* Your goal *
Produce an exact copy of the lines from the line that contains "the sofa, given" to the end of the listing below.

Dataset records:
--
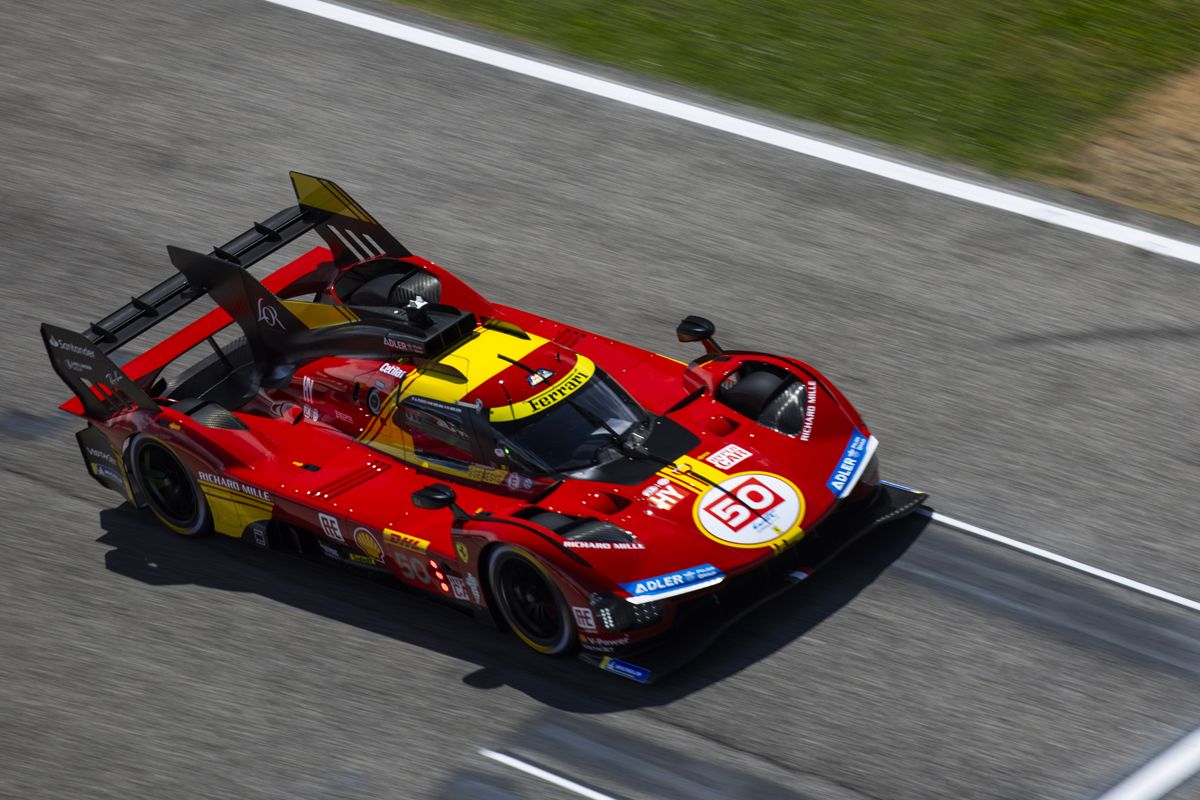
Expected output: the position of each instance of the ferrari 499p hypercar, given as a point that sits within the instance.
(587, 494)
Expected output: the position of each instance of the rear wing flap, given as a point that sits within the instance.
(245, 250)
(351, 233)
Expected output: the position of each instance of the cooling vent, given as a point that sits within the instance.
(214, 415)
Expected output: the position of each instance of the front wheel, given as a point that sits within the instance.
(169, 487)
(529, 601)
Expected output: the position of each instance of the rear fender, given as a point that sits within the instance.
(574, 575)
(708, 371)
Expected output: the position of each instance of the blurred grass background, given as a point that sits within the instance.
(1009, 85)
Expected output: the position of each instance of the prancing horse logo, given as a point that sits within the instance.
(269, 314)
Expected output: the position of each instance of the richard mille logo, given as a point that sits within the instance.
(269, 314)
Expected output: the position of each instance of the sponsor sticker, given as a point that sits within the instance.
(844, 475)
(475, 591)
(401, 344)
(598, 644)
(269, 314)
(810, 410)
(641, 674)
(329, 524)
(55, 342)
(673, 583)
(109, 473)
(414, 543)
(583, 618)
(664, 494)
(100, 455)
(391, 370)
(729, 456)
(750, 510)
(237, 486)
(539, 377)
(517, 482)
(366, 542)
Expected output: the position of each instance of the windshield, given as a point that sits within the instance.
(568, 434)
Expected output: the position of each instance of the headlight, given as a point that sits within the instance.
(618, 614)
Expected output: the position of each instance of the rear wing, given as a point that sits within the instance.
(353, 235)
(103, 389)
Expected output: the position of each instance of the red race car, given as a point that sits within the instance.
(586, 494)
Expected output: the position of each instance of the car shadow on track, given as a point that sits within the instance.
(145, 552)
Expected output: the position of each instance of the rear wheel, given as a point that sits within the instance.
(169, 488)
(529, 601)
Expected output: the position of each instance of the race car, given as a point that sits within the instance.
(589, 495)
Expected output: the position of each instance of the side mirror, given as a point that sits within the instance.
(438, 495)
(697, 329)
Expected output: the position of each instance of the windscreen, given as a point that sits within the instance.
(568, 435)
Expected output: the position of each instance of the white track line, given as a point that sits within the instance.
(1163, 774)
(550, 777)
(1048, 212)
(1062, 560)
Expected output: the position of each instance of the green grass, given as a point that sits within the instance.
(1009, 85)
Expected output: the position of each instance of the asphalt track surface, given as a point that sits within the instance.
(1037, 382)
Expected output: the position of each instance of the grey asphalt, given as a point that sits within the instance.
(1036, 382)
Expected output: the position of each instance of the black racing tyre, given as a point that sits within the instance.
(169, 488)
(529, 601)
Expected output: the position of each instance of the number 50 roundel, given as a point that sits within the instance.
(750, 510)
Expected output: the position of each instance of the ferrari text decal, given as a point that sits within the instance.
(673, 583)
(729, 457)
(473, 584)
(565, 386)
(750, 510)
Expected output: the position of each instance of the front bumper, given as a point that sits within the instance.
(702, 619)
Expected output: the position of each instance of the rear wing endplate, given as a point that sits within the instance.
(149, 308)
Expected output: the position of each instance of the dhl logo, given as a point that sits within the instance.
(413, 543)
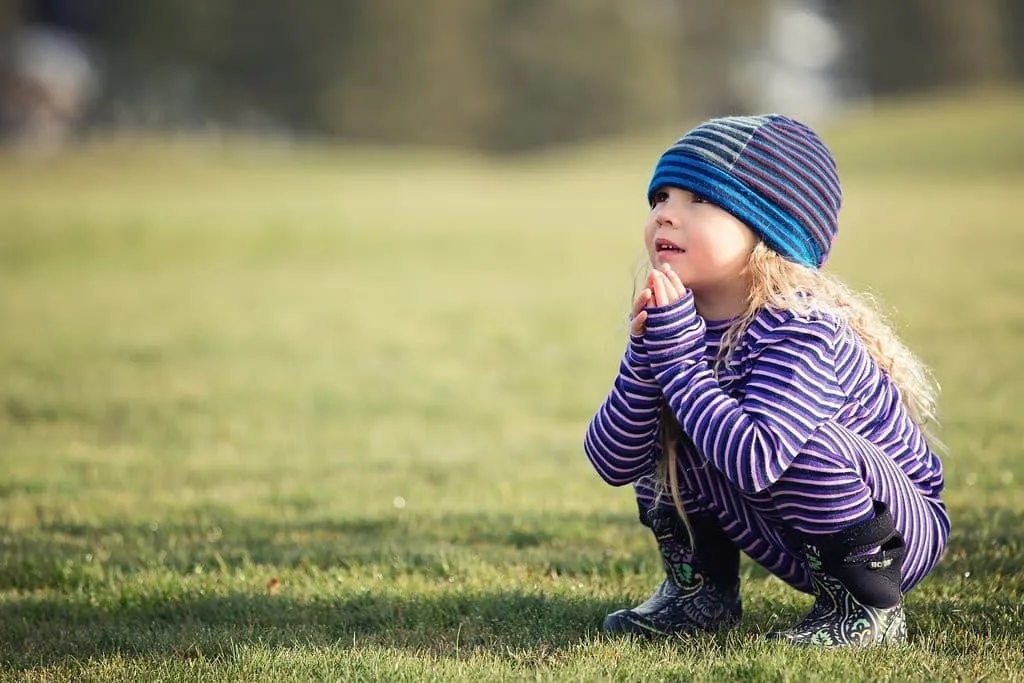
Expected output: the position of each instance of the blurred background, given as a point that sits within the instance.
(498, 76)
(327, 291)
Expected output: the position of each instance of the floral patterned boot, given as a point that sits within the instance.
(856, 584)
(700, 591)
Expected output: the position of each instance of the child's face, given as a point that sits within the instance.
(707, 246)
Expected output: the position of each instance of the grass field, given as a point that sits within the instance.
(276, 415)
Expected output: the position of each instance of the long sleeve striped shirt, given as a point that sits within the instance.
(786, 377)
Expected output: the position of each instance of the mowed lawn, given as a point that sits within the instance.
(273, 414)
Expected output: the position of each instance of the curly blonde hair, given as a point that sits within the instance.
(782, 285)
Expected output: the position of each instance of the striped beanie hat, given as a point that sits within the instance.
(771, 172)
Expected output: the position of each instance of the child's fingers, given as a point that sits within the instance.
(665, 292)
(642, 300)
(674, 279)
(660, 296)
(639, 323)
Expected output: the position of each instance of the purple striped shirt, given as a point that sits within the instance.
(787, 377)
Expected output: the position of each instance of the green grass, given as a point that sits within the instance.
(367, 375)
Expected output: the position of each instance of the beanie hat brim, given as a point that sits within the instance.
(779, 230)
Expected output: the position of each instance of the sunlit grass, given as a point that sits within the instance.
(369, 380)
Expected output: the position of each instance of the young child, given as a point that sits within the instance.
(763, 407)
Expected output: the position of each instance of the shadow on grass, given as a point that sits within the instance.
(974, 591)
(68, 556)
(41, 632)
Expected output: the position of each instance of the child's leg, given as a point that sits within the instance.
(833, 484)
(749, 520)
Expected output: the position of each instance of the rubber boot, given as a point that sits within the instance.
(856, 582)
(700, 591)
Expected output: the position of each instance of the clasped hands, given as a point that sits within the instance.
(664, 288)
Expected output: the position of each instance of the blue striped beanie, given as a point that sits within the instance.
(771, 172)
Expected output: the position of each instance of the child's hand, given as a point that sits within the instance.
(639, 318)
(666, 286)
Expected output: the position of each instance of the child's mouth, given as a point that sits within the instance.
(663, 246)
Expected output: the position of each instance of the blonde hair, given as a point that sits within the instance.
(779, 284)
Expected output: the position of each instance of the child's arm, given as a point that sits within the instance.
(622, 435)
(792, 390)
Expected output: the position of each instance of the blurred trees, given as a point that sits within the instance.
(500, 75)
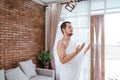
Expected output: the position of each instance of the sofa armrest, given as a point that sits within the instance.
(46, 72)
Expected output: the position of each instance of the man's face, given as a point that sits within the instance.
(68, 30)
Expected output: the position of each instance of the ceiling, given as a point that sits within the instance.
(53, 1)
(45, 2)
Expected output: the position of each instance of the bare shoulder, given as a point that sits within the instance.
(60, 43)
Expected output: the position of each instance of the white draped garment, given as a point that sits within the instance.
(72, 69)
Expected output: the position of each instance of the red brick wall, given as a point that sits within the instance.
(22, 31)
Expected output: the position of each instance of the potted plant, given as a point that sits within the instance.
(45, 57)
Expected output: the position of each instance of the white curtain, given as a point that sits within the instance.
(79, 18)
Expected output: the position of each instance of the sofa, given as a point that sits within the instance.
(26, 71)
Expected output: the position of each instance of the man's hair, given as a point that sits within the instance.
(63, 25)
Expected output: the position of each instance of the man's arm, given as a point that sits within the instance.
(62, 53)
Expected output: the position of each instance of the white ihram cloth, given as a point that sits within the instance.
(72, 69)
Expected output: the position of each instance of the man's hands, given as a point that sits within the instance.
(79, 48)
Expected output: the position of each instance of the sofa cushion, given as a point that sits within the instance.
(41, 77)
(15, 74)
(2, 77)
(28, 68)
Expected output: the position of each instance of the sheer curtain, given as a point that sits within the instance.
(54, 11)
(79, 18)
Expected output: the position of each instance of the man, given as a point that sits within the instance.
(69, 55)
--
* Reply to the exercise *
Expected output: the position of each instance of the sofa, given as a point that sits within the instance.
(26, 71)
Expected output: the position of each instance of the man's hair, given as a point that sits within the instance.
(63, 25)
Expected output: the position of each instance of the man's arm, given as a point that sits within the instance.
(62, 53)
Expected output: the position of each instance of the white ihram cloth, given as a point that sits within the instance.
(72, 69)
Expected output: the position of each instance of the man's hands, given as a point that sits within the instance.
(79, 48)
Expected output: the position of each instance of the sofa cushion, given as a point that sits within the instance.
(41, 77)
(15, 74)
(2, 77)
(28, 68)
Expected output: the position of each instance of the sheer curtain, given as a point that sits within the instance.
(54, 11)
(79, 18)
Expected output: the position of each instance of the man, given as a point that sits within the instance.
(69, 55)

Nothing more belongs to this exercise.